■ Text:

An Interview with Faisal Saeed Al Mutar on Ideas Beyond Borders (Part One)
Author(s): Scott Douglas Jacobsen
Publication (Outlet/Website): In-Sight: Independent Interview-Based Journal
Publication Date (yyyy/mm/dd): 2019/06/22
Abstract
Faisal Saeed Al Mutar is the founder of Ideas Beyond Borders and Bayt Al-Hikma 2.0, Global Secular Humanist Movement, and a columnist for Free Inquiry. He discusses: Ideas Beyond Borders and its work; different audiences; and the Reason interview.
Keywords: Bayt Al-Hikma 2.0, Faisal Saeed Al Mutar, Global Secular Humanist Movement, Ideas Beyond Borders.
An Interview with Faisal Saeed Al Mutar on Ideas Beyond Borders: Founder, Ideas Beyond Borders & Founder, Bayt Al-Hikma 2.0 (Part One)[1],[2]
*Please see the footnotes, bibliography, and citation style listing after the interview.*
1. Scott Douglas Jacobsen: So, when it comes to some of the more recent initiatives of IBB, Ideas Beyond Borders, what’s going on? What’s new?
Faisal Saeed Al Mutar: There have been some amazing updates. One of the things since we started the organization; it has been important to have a system of translations to me. That the moment we get a book, article, or content.
That it will go through a system and get the highest quality in the fastest time possible. The latest update is that we have built a great system. Once we have a book, we have a deadline for when it will be publishers. We have translators, followed by editors, followed by proofreaders, and followed by linguists to make sure the words used by editors and translators approved, etc., will be the ones used.
We try to produce a piece of art translation. That system has been finalized, roughly, around August and beginning of September (2018). I can, honestly, say that we have two books successfully translated. One is Lying by Sam Harris. Another is Maajid Nawaz and Sam Harris, Islam and the Future of Tolerance.
There will be the premiere of the moving in November. We will launch the book as a celebration alongside the premiere of the movie. There is an Arabic version that will spread across the Arab world like wildfire, for those who desperately need it.

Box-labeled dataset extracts
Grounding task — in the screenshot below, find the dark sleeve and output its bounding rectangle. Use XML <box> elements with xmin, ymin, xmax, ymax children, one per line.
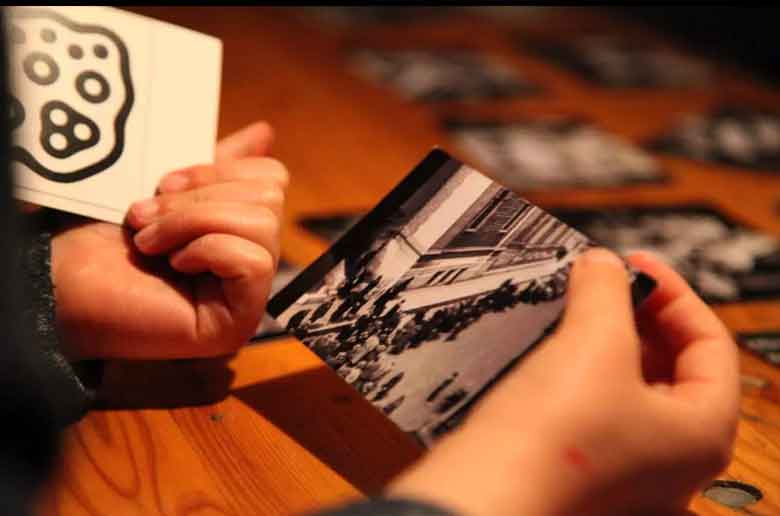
<box><xmin>310</xmin><ymin>498</ymin><xmax>456</xmax><ymax>516</ymax></box>
<box><xmin>19</xmin><ymin>210</ymin><xmax>102</xmax><ymax>427</ymax></box>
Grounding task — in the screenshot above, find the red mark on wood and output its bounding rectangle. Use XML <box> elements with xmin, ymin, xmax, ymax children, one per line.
<box><xmin>564</xmin><ymin>446</ymin><xmax>593</xmax><ymax>473</ymax></box>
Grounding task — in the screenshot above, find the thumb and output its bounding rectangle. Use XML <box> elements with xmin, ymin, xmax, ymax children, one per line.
<box><xmin>558</xmin><ymin>248</ymin><xmax>641</xmax><ymax>367</ymax></box>
<box><xmin>215</xmin><ymin>122</ymin><xmax>274</xmax><ymax>162</ymax></box>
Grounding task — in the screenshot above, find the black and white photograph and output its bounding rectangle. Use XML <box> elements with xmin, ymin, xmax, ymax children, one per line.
<box><xmin>520</xmin><ymin>35</ymin><xmax>712</xmax><ymax>88</ymax></box>
<box><xmin>647</xmin><ymin>105</ymin><xmax>780</xmax><ymax>173</ymax></box>
<box><xmin>737</xmin><ymin>331</ymin><xmax>780</xmax><ymax>367</ymax></box>
<box><xmin>250</xmin><ymin>259</ymin><xmax>301</xmax><ymax>342</ymax></box>
<box><xmin>298</xmin><ymin>212</ymin><xmax>364</xmax><ymax>243</ymax></box>
<box><xmin>269</xmin><ymin>150</ymin><xmax>652</xmax><ymax>444</ymax></box>
<box><xmin>443</xmin><ymin>118</ymin><xmax>666</xmax><ymax>191</ymax></box>
<box><xmin>348</xmin><ymin>48</ymin><xmax>541</xmax><ymax>102</ymax></box>
<box><xmin>551</xmin><ymin>205</ymin><xmax>780</xmax><ymax>303</ymax></box>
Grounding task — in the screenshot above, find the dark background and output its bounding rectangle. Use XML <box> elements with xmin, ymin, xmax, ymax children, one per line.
<box><xmin>611</xmin><ymin>5</ymin><xmax>780</xmax><ymax>84</ymax></box>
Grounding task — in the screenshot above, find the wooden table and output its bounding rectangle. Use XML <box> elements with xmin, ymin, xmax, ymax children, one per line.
<box><xmin>41</xmin><ymin>7</ymin><xmax>780</xmax><ymax>516</ymax></box>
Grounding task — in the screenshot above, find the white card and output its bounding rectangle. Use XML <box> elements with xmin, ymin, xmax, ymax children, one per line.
<box><xmin>7</xmin><ymin>6</ymin><xmax>222</xmax><ymax>223</ymax></box>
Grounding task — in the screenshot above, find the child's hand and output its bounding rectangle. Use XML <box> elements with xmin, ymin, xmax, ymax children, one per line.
<box><xmin>388</xmin><ymin>250</ymin><xmax>739</xmax><ymax>515</ymax></box>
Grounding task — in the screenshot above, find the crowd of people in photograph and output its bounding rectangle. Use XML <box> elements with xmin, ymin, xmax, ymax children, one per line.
<box><xmin>287</xmin><ymin>254</ymin><xmax>570</xmax><ymax>414</ymax></box>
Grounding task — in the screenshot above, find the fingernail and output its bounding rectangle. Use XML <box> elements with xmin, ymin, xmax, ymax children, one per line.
<box><xmin>158</xmin><ymin>172</ymin><xmax>189</xmax><ymax>192</ymax></box>
<box><xmin>133</xmin><ymin>222</ymin><xmax>159</xmax><ymax>251</ymax></box>
<box><xmin>131</xmin><ymin>199</ymin><xmax>159</xmax><ymax>222</ymax></box>
<box><xmin>582</xmin><ymin>247</ymin><xmax>625</xmax><ymax>267</ymax></box>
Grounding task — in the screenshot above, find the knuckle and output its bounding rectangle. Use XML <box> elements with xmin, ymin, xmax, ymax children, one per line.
<box><xmin>189</xmin><ymin>165</ymin><xmax>216</xmax><ymax>188</ymax></box>
<box><xmin>260</xmin><ymin>184</ymin><xmax>285</xmax><ymax>209</ymax></box>
<box><xmin>262</xmin><ymin>158</ymin><xmax>290</xmax><ymax>188</ymax></box>
<box><xmin>247</xmin><ymin>247</ymin><xmax>275</xmax><ymax>278</ymax></box>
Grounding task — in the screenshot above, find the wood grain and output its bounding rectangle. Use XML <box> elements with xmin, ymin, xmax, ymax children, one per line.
<box><xmin>39</xmin><ymin>6</ymin><xmax>780</xmax><ymax>516</ymax></box>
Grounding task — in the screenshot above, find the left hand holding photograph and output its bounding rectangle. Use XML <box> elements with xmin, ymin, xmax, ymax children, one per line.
<box><xmin>52</xmin><ymin>122</ymin><xmax>288</xmax><ymax>359</ymax></box>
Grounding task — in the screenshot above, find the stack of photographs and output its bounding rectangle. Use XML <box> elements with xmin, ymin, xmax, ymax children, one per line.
<box><xmin>648</xmin><ymin>105</ymin><xmax>780</xmax><ymax>173</ymax></box>
<box><xmin>301</xmin><ymin>5</ymin><xmax>456</xmax><ymax>28</ymax></box>
<box><xmin>737</xmin><ymin>331</ymin><xmax>780</xmax><ymax>367</ymax></box>
<box><xmin>551</xmin><ymin>204</ymin><xmax>780</xmax><ymax>303</ymax></box>
<box><xmin>524</xmin><ymin>35</ymin><xmax>712</xmax><ymax>88</ymax></box>
<box><xmin>444</xmin><ymin>118</ymin><xmax>665</xmax><ymax>191</ymax></box>
<box><xmin>349</xmin><ymin>49</ymin><xmax>539</xmax><ymax>102</ymax></box>
<box><xmin>269</xmin><ymin>150</ymin><xmax>653</xmax><ymax>445</ymax></box>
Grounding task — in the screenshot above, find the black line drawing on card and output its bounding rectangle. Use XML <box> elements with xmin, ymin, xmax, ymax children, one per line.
<box><xmin>10</xmin><ymin>9</ymin><xmax>135</xmax><ymax>183</ymax></box>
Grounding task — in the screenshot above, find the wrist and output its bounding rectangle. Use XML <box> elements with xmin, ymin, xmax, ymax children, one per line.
<box><xmin>386</xmin><ymin>427</ymin><xmax>588</xmax><ymax>516</ymax></box>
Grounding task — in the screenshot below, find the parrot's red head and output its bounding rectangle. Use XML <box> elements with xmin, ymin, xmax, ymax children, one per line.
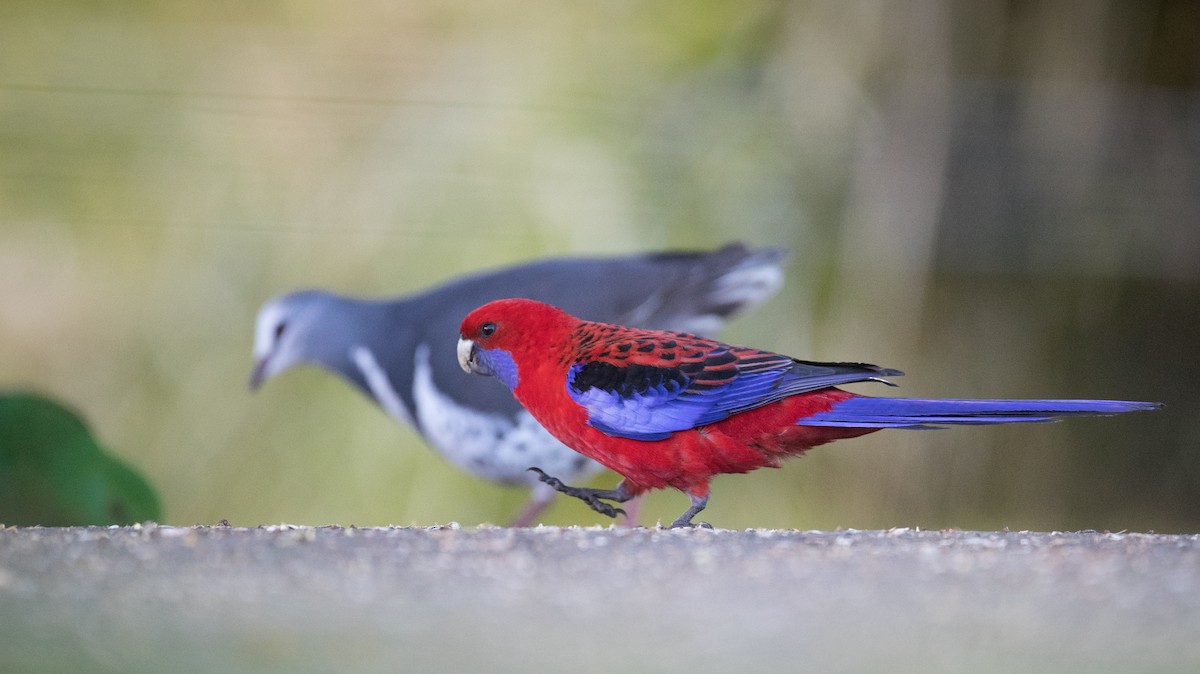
<box><xmin>458</xmin><ymin>299</ymin><xmax>578</xmax><ymax>389</ymax></box>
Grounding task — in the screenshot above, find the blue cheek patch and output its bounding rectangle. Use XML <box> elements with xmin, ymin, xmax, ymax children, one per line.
<box><xmin>480</xmin><ymin>349</ymin><xmax>518</xmax><ymax>391</ymax></box>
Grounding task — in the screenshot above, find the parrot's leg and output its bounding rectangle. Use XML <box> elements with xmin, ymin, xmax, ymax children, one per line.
<box><xmin>529</xmin><ymin>467</ymin><xmax>634</xmax><ymax>517</ymax></box>
<box><xmin>509</xmin><ymin>485</ymin><xmax>554</xmax><ymax>526</ymax></box>
<box><xmin>671</xmin><ymin>494</ymin><xmax>713</xmax><ymax>529</ymax></box>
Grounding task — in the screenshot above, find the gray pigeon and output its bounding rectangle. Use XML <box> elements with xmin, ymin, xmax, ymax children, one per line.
<box><xmin>250</xmin><ymin>243</ymin><xmax>785</xmax><ymax>526</ymax></box>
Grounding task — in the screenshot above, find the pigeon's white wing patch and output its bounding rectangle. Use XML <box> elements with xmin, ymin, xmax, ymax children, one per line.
<box><xmin>413</xmin><ymin>344</ymin><xmax>602</xmax><ymax>487</ymax></box>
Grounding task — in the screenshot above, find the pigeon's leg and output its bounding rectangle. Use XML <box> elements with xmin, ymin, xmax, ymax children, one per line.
<box><xmin>529</xmin><ymin>467</ymin><xmax>634</xmax><ymax>517</ymax></box>
<box><xmin>509</xmin><ymin>485</ymin><xmax>557</xmax><ymax>526</ymax></box>
<box><xmin>671</xmin><ymin>486</ymin><xmax>713</xmax><ymax>529</ymax></box>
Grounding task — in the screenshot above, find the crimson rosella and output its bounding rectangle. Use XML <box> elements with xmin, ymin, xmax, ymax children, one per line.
<box><xmin>250</xmin><ymin>243</ymin><xmax>785</xmax><ymax>525</ymax></box>
<box><xmin>458</xmin><ymin>299</ymin><xmax>1159</xmax><ymax>528</ymax></box>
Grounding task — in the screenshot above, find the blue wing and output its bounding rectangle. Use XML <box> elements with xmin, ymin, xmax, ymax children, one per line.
<box><xmin>566</xmin><ymin>345</ymin><xmax>902</xmax><ymax>440</ymax></box>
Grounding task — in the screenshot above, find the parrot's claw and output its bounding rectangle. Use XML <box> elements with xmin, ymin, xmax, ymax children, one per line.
<box><xmin>667</xmin><ymin>520</ymin><xmax>713</xmax><ymax>529</ymax></box>
<box><xmin>529</xmin><ymin>467</ymin><xmax>630</xmax><ymax>517</ymax></box>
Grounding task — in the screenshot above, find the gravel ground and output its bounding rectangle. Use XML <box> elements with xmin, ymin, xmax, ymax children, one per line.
<box><xmin>0</xmin><ymin>524</ymin><xmax>1200</xmax><ymax>674</ymax></box>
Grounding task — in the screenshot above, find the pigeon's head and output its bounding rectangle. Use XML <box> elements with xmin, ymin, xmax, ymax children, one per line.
<box><xmin>250</xmin><ymin>290</ymin><xmax>338</xmax><ymax>391</ymax></box>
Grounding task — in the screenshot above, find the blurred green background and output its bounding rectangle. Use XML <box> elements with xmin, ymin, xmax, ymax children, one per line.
<box><xmin>0</xmin><ymin>0</ymin><xmax>1200</xmax><ymax>531</ymax></box>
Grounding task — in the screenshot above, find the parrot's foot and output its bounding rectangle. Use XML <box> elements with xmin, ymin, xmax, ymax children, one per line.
<box><xmin>670</xmin><ymin>494</ymin><xmax>713</xmax><ymax>529</ymax></box>
<box><xmin>529</xmin><ymin>467</ymin><xmax>632</xmax><ymax>517</ymax></box>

■ What is needed: Repeat the part of the interview starting with "There will be" and going on through "desperately need it.". These records were taken from a separate source.

■ Answer below:
There will be the premiere of the moving in November. We will launch the book as a celebration alongside the premiere of the movie. There is an Arabic version that will spread across the Arab world like wildfire, for those who desperately need it.